◆ RECORD LIST ◆

──────────────────────────────

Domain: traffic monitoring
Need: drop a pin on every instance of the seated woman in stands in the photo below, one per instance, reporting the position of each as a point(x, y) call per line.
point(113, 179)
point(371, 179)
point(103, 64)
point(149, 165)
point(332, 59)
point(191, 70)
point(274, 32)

──────────────────────────────

◆ WORK TO BE COMPLETED ◆
Reproduce the listing above, substituting "Request" for each occurrence of "Need" and leaving everything else untouched.

◆ OUTPUT OF THE EXERCISE ◆
Domain: traffic monitoring
Request: drop a pin on every instance of the seated woman in stands in the photo below, one per instance, reporting the position of each as a point(x, y) call per line.
point(113, 179)
point(371, 179)
point(103, 64)
point(149, 165)
point(332, 59)
point(191, 70)
point(274, 32)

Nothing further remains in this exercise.